### EXERCISE TASKS
**A)** In the sled dog text, where did the musher say his first dogs came from in the eighties?
**B)** Please pick up the sled dog text after its last sentence and continue it.

I once had a sled dog team in Northern Minnesota. It was a fairly short lived experience but the strong bond I formed with my dogs brings back powerful memories. We trained together by day exploring the Northern Wilderness, and howled at the moon by night. When the snow begins to fall very year, I miss it.
A couple of winters ago, I attended a sled dog sprint race in the Adirondack mountains of New York. I walked around and checked out all the participants dogs as usually did and I was unimpressed. The sport of sprint racing had evolved way past its roots in indigenous arctic travel and become a thing in itself. Now, as then, it is no longer a sport for rugged huskies, but rather a competition between sleek mongrel hounds running on perfectly groomed trails. They achieve impressive speeds, but the chain between these hounds and their trapline running forebears seems to have been broken forever. These hounds can run 20 mph for 30 minutes straight, but once the race is over they need to hop right into their insulated dog boxes because they shiver in the cold
While pondering these absurdities, I was surprised to stumble upon a pair of what appeared to be wolves: They were tall and muscular like their hound competitors, but had thick, wolf-grey coats, bushy tails, pointed ears and the oblique eyes of the wolf. I was impressed. I inquired about them with the musher. He said they were ‘throw backs.’ He had their mother and father with them on the team as well, but they were hounds. Surprised, I asked him how this could be. He responded that when he had originally got into dogs back in the eighties he started with dogs straight from the Alaska trapline – Native Village dogs, from Iditarod Musher Joe Runyan. Somehow in the course of his breeding program these genes had coalesced and the native village dog had been reconstituted.

### INFORMATION PROVIDED
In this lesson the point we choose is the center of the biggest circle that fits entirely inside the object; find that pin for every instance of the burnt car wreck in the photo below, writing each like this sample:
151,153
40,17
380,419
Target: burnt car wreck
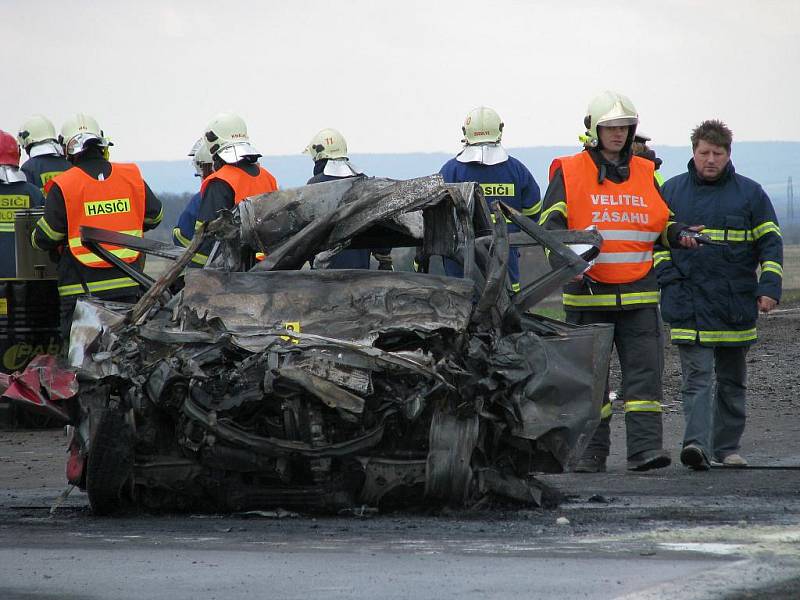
267,384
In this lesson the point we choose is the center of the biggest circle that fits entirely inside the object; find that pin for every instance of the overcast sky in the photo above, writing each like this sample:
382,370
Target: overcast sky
397,76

### ANSWERS TO THE EXERCISE
**A)** They were Native Village dogs straight from the Alaska trapline, from Iditarod musher Joe Runyan.

**B)**
A powerful feeling resonated through out my whole body: These dogs represented to me a symbol that has been with me throughout my whole life – that of the atavism.
The Merriam-Webster dictionary defines atavism as a “recurrence in an organism of a trait or character typical of an ancestral form and usually due to genetic recombination; a recurrence of or reversion to a past style, manner, outlook, approach, or activity; or one that manifests atavism: a throwback”.
Are you Atavistic? Do you display neurological traits of your distant ancestors? Are you one of the 1 in 20 Americans diagnosed with ADHD? If so, you may be interested in Thomm Hartmann’s “Hunter vs. Farmer” hypothesis.
The essence of the Hunter vs. Farmer hypothesis is that behavior associated with ADHD helps people such as hunter-gatherers and pastoral nomads, and others who lead a peripatetic life. Since today’s sedentary city dwellers are recently descended from such people, natural selection may not have had time to purge the genes that cause it.
Let me construct a narrative as to just how might this have happened. For much of recent human history there has been the State. Powerful Political polities, that have effected recent human evolution. In the language of French Philosopher Gilles Deleuze, the State “over codes” everyone, and thus People aren’t self existent human beings in their own right, but cogs in a vast utilitarian machine. Those born to eccentric shapes are soon pounded into concentric shapes. It’s an extractive process akin to sculpting: People don’t become more under the influence of civilization, they become less.
Not everyone bears the yoke gladly and there are those who resist. Historically there have been wastelands on the periphery of Civilizations. Rebellious and enterprising souls, escaped slaves, criminals, religious ascetics and other misfits have taken to these areas to make lives for themselves. The Steppe areas around the Baltic Sea and Central Asia have been such a place. Nomadic cultures, organized around pastoralism (and also piracy and brigandry) formed again and again.
The neurological traits associated with ADHD that make life difficult to sit passively all day in a chair and receiving instructions are actually traits adapted for hunting and fighting: activities that obviously have no place in the modern class room.
Hartmann’s hypothesis was constructed as a more positive, alternative “myth” to give to his son who had been diagnosed with ADHD. He felt it was disempowering to for people to tell his son that he was “disordered” simply for processing information differently than his peers.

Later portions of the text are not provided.